◆ Record excerpts:
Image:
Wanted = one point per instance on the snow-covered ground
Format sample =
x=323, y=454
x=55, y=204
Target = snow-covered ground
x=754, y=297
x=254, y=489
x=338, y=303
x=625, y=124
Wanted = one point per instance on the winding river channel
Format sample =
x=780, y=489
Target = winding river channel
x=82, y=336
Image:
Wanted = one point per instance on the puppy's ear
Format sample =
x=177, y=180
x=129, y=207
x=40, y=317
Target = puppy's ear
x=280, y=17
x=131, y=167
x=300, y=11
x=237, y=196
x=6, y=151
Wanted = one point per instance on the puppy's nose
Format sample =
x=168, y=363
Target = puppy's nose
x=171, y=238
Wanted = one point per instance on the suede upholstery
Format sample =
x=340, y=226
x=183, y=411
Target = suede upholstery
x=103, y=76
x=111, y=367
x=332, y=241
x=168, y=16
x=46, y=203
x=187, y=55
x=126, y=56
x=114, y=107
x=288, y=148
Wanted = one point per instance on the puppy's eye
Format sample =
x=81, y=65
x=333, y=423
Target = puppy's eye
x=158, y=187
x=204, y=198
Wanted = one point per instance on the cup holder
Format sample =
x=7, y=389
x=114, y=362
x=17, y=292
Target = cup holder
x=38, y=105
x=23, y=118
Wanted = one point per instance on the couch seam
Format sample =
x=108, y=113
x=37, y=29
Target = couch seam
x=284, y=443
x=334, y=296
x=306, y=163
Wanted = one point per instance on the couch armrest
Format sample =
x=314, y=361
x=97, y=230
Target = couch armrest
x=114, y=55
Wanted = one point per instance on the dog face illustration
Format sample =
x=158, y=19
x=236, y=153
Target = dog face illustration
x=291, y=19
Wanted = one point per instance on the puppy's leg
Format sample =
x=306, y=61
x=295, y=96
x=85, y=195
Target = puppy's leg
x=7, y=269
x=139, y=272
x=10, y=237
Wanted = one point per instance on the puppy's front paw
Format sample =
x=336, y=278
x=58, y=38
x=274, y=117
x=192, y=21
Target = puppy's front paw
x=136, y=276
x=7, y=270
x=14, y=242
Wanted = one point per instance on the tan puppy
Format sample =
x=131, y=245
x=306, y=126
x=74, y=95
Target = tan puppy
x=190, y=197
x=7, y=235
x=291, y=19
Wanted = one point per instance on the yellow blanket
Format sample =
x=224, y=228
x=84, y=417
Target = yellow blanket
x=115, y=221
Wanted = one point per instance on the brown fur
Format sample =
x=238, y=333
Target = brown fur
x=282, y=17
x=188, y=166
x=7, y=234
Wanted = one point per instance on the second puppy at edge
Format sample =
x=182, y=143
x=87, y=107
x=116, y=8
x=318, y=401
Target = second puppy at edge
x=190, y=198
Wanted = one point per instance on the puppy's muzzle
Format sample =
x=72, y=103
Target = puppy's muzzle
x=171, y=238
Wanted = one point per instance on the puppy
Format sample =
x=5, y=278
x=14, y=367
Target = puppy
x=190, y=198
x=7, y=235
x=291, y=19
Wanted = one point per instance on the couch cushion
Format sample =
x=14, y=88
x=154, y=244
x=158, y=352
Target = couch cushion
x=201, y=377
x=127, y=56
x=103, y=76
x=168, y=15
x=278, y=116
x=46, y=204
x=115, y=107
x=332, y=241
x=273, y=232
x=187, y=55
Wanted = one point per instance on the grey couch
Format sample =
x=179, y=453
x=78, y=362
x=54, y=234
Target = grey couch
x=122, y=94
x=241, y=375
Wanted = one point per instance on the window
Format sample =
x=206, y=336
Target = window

◆ What is expected:
In the records above, return precisely the line containing "Target = couch seam" and each line that comes after it, up to the final one.

◆ Response to the task:
Target = couch seam
x=284, y=443
x=334, y=296
x=306, y=163
Wanted = one point per instance on the couch armrest
Format sample =
x=314, y=361
x=97, y=230
Target = couch armrest
x=114, y=55
Wanted = one point per instance on the dog face illustration
Format sample =
x=158, y=19
x=236, y=153
Target = dog face illustration
x=291, y=19
Wanted = one point per instance on the puppy's leg
Format sample =
x=306, y=61
x=295, y=96
x=85, y=195
Target = puppy's leg
x=7, y=269
x=139, y=272
x=10, y=237
Wanted = one point per instance on the puppy's front paw
Format sample =
x=336, y=278
x=58, y=38
x=274, y=117
x=192, y=21
Target = puppy's front paw
x=136, y=276
x=7, y=270
x=14, y=242
Wanted = one point per instance on the tan puppy
Format sample =
x=131, y=245
x=306, y=126
x=74, y=95
Target = tan puppy
x=190, y=197
x=7, y=235
x=291, y=19
Wanted = one point per instance on the yellow blanket
Format sample =
x=224, y=228
x=84, y=417
Target = yellow blanket
x=115, y=221
Wanted = one point per instance on the brown fur
Format sample =
x=238, y=333
Target = brown fur
x=282, y=17
x=188, y=166
x=7, y=234
Wanted = one point per instance on the second puppy at edge
Format sample =
x=182, y=143
x=87, y=107
x=116, y=8
x=318, y=401
Target = second puppy at edge
x=190, y=198
Wanted = one point per instance on the puppy's muzzle
Format sample =
x=72, y=103
Target = puppy's muzzle
x=171, y=238
Wanted = one point per instance on the puppy
Format sample =
x=5, y=278
x=14, y=367
Target = puppy
x=190, y=198
x=7, y=235
x=291, y=19
Wanted = one point per instance on the couch cushion
Format sample =
x=14, y=88
x=154, y=244
x=158, y=352
Target = couch cushion
x=201, y=377
x=127, y=56
x=103, y=76
x=168, y=15
x=278, y=116
x=46, y=204
x=115, y=107
x=332, y=241
x=273, y=232
x=187, y=55
Wanted = one point per instance on the grey couch
Format sample =
x=179, y=453
x=78, y=362
x=54, y=234
Target = grey couch
x=122, y=94
x=241, y=375
Wanted = one point per instance on the window
Format sample =
x=206, y=336
Target = window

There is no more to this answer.